[Excerpts from point annotation data]
————

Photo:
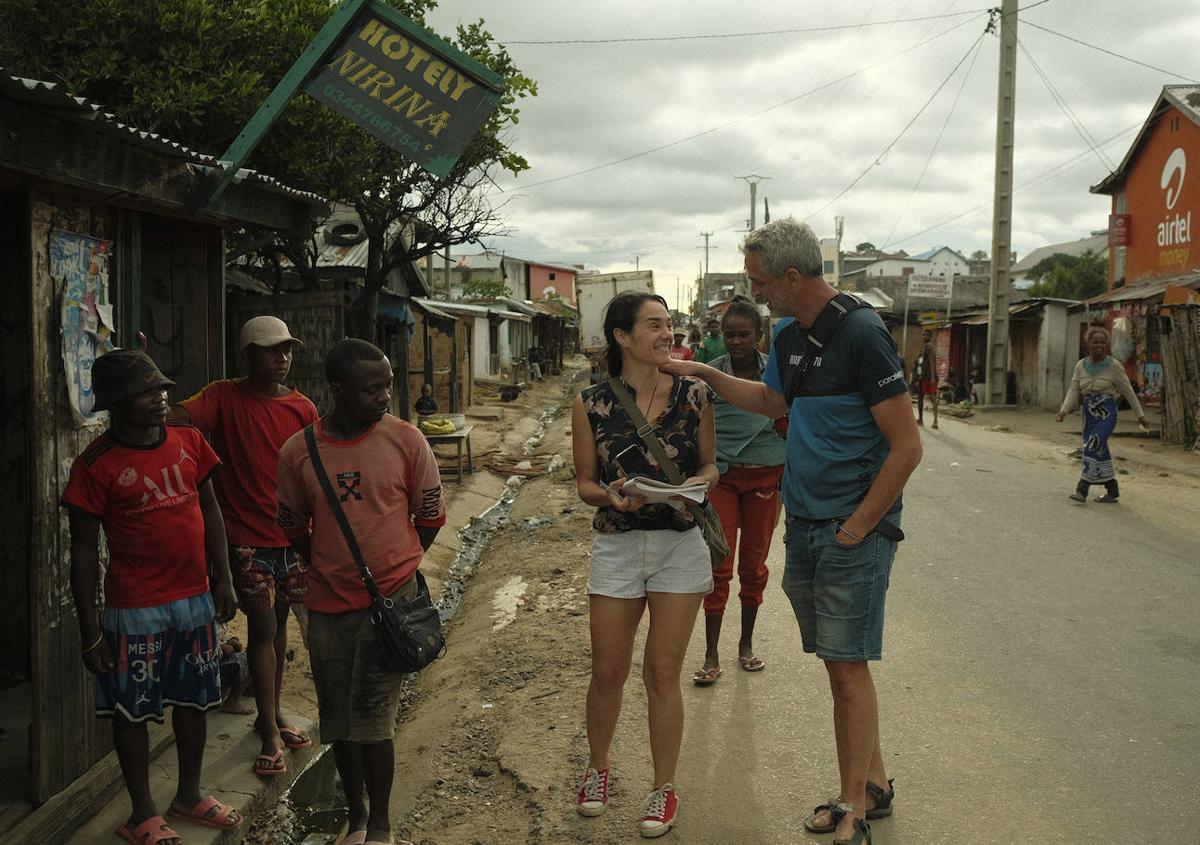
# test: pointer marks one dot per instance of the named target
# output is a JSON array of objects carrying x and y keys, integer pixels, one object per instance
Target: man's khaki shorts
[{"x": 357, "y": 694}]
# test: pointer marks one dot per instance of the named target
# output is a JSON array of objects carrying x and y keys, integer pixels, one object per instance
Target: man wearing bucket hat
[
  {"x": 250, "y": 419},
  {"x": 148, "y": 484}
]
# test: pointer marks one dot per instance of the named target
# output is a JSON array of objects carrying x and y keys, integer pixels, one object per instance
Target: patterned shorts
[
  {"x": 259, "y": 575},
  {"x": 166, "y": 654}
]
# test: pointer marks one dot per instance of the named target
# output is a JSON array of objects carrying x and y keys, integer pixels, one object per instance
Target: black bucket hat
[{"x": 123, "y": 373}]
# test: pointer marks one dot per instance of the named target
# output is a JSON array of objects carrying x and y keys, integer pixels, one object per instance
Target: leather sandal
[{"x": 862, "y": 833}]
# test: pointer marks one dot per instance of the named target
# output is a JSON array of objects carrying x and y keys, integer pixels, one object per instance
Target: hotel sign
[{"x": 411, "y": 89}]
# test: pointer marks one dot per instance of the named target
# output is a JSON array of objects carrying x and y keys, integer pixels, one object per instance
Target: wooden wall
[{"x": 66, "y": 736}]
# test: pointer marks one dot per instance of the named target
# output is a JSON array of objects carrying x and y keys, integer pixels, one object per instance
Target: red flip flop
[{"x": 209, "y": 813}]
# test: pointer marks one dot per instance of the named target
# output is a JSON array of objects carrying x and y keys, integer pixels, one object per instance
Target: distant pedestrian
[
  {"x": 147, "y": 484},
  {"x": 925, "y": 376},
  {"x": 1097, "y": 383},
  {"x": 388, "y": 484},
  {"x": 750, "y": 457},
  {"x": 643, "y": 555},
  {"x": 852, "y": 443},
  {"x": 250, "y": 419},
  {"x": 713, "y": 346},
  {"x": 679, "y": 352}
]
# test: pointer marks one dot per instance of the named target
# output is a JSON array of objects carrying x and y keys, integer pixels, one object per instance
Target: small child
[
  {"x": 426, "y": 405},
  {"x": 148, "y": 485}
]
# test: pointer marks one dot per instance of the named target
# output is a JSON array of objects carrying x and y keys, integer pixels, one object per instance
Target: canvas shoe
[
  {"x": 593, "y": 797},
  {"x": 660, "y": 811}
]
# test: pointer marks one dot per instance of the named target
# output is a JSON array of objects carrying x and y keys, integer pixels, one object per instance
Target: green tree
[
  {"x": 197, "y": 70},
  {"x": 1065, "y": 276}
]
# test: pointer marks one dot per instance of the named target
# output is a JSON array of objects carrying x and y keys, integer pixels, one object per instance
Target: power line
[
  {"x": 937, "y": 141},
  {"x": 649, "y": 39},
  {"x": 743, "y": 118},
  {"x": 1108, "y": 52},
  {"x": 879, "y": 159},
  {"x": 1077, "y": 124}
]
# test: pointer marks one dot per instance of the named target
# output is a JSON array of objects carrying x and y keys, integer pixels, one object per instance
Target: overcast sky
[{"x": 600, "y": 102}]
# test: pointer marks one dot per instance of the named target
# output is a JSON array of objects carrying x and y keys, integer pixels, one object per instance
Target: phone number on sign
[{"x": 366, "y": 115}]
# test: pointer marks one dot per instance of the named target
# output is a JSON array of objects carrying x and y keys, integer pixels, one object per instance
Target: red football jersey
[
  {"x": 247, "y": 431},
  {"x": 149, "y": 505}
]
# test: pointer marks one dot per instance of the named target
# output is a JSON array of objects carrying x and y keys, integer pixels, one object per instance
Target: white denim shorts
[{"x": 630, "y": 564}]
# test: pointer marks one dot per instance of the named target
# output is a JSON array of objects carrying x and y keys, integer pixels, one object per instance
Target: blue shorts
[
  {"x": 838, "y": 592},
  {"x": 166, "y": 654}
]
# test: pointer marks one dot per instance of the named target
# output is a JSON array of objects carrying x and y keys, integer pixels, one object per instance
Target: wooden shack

————

**Work to do:**
Write out each line of the data exactly; the images should be left out.

**Solution to this problem:**
Photo:
# test: pointer marks one dot per instance of the named target
# output is a JSON array of objects carrying x and y keys, integer pixels, one object per instance
Target: man's khaki shorts
[{"x": 357, "y": 694}]
# test: pointer marks one dot per instance of the named target
# output is a JSON array of objects carrying x and y keys, integer pixels, one object per instance
Target: man wearing bucket hat
[
  {"x": 250, "y": 419},
  {"x": 148, "y": 484}
]
# test: pointer marks one dot per instance of the named target
# output is a JSON array of objects carrying x and y keys, integer pixels, one object per instance
Target: patterned shorts
[
  {"x": 259, "y": 575},
  {"x": 166, "y": 654}
]
# test: pointer marks one dot per instance of the named target
# output is a JSON array of objects carrying x and y keys, integer pixels, one object per instance
Target: black bucket hat
[{"x": 123, "y": 373}]
# test: pointer marks one dot per instance of the named target
# output is a JSON array of objects carrying x and y keys, integer pixels, one object per instance
Target: leather sandal
[{"x": 862, "y": 833}]
# test: pointer marks one dot per instance of the named target
# output is a JSON array of objects carrying x and y keys, integer pixels, one object per instance
Target: hotel sign
[{"x": 411, "y": 89}]
# test: pointer marks one dot per instance of the named target
# output is a JSON array of objects carrying x and y keys, integer pixels, one object per instance
Target: wooden wall
[{"x": 66, "y": 736}]
# test: pointer marks one dot per instance of the named target
# output is a JSON array of objects carrying x and y keys, integer pixels, one object per instance
Target: red flip flop
[{"x": 209, "y": 813}]
# test: pointer marks one dot per instance of the named target
# output is a JSON array of objects carrying x and y keys, integer pixels, one object per instance
Target: distant pedestrian
[
  {"x": 147, "y": 484},
  {"x": 925, "y": 376},
  {"x": 1097, "y": 383},
  {"x": 388, "y": 484},
  {"x": 750, "y": 457},
  {"x": 643, "y": 555},
  {"x": 852, "y": 443},
  {"x": 250, "y": 419},
  {"x": 713, "y": 346},
  {"x": 679, "y": 352}
]
# test: pointer marks one dot per instance of the named target
# output is a JSON array of objects carrying x and y keys, integer pixels, one object per instance
Target: small child
[
  {"x": 426, "y": 405},
  {"x": 148, "y": 485}
]
# test: pointer marks one dot per instance of the named target
# output is a JSON array of objects carrying x and y keys, integer pixels, one object per instance
Target: canvas shoe
[
  {"x": 593, "y": 797},
  {"x": 660, "y": 811}
]
# test: pointer marks one dot per instance of the named target
# output is a JSON array of objects carrying x and y keys, integer pixels, one object per instance
Target: green tree
[
  {"x": 197, "y": 70},
  {"x": 1065, "y": 276}
]
# test: pointer marks one dot per instance of the named target
# output is a JSON array of objects carrying x and y keys, integer pixels, one object per instance
Target: power line
[
  {"x": 937, "y": 141},
  {"x": 649, "y": 39},
  {"x": 743, "y": 118},
  {"x": 1108, "y": 52},
  {"x": 879, "y": 159},
  {"x": 1077, "y": 124}
]
# test: pointer marks one dot per instance of the named target
# output is a JSON array of objects carrying x and y keys, integer pixels, one object per instance
Target: overcast sky
[{"x": 600, "y": 102}]
# test: pointer marks one dot per instance of the named target
# output is a JSON array of objects carrying x and y keys, integer pixels, one object per instance
Target: phone number on sign
[{"x": 366, "y": 115}]
# test: pointer marks one dot per instance of the named target
# output is a JSON array of objects carrying x and y keys, integer pixels, one object per instance
Target: red football jersey
[
  {"x": 247, "y": 431},
  {"x": 149, "y": 505}
]
# test: pointer marks one dot per instance of the named target
# output is a JSON array of objects carrying x and y keys, integer pixels, one object per instance
Target: white denim shorts
[{"x": 630, "y": 564}]
# test: pointer marks one dot per instance of the named target
# output is a JSON array of objects carrying x and y keys, integer pixels, one object per instance
Target: blue shorts
[
  {"x": 838, "y": 592},
  {"x": 166, "y": 654}
]
# test: pointer marks one dot per instance of the named target
# output is a JSON array of objects carrying x and y keys, integer pixels, one object per instance
Target: wooden shack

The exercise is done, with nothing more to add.